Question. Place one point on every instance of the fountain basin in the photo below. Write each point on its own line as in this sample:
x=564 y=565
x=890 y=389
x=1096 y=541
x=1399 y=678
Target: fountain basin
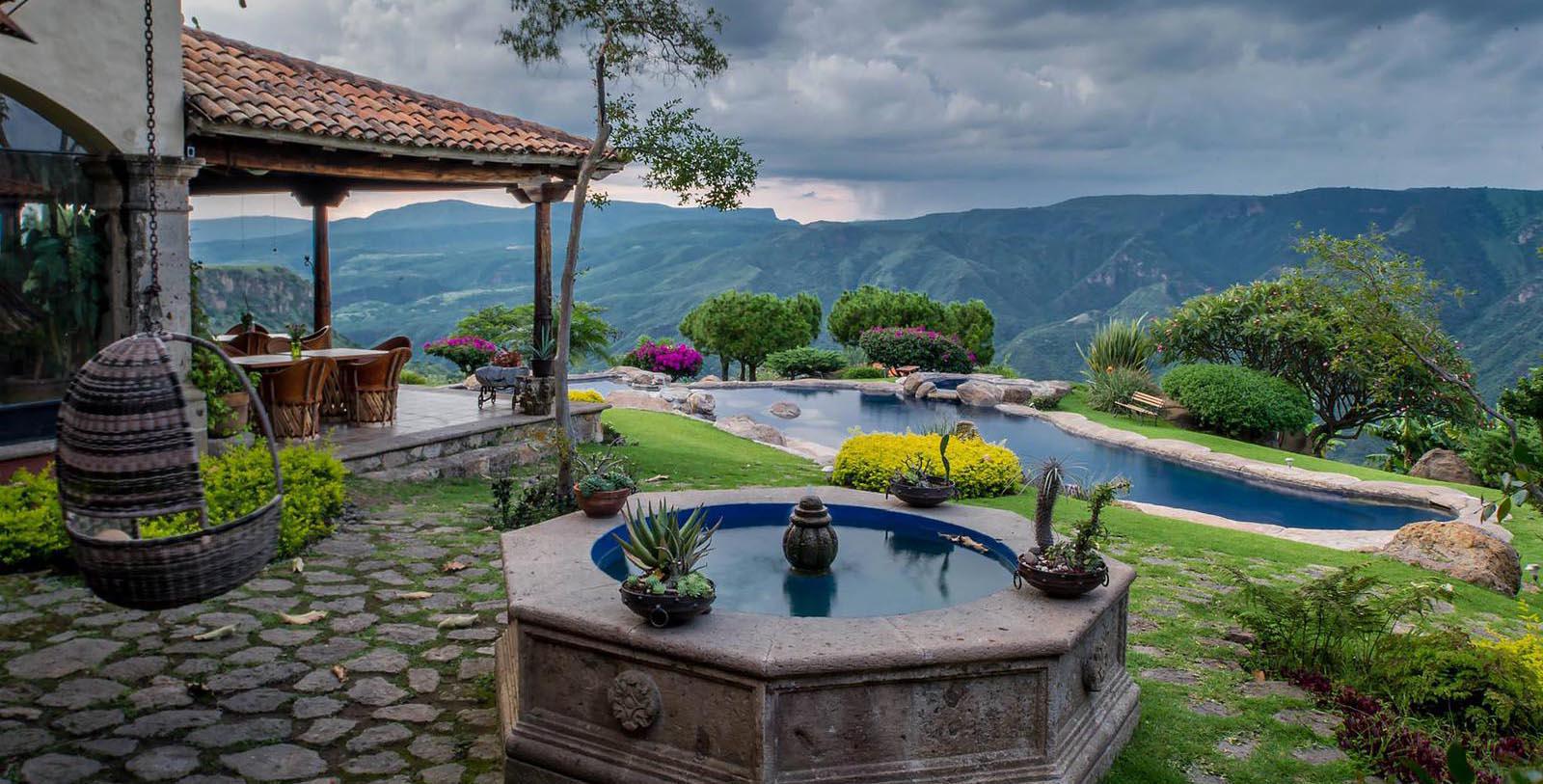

====

Yukarıdaki materyalin satırlarını birebir kopyalayın, ancak resim satırlarını yanıtınıza almayın.

Question. Place one point on every instance of the fountain basin in the photo below. Write each point on its own line as in this sample:
x=564 y=565
x=890 y=389
x=1096 y=541
x=1399 y=678
Target: fountain basin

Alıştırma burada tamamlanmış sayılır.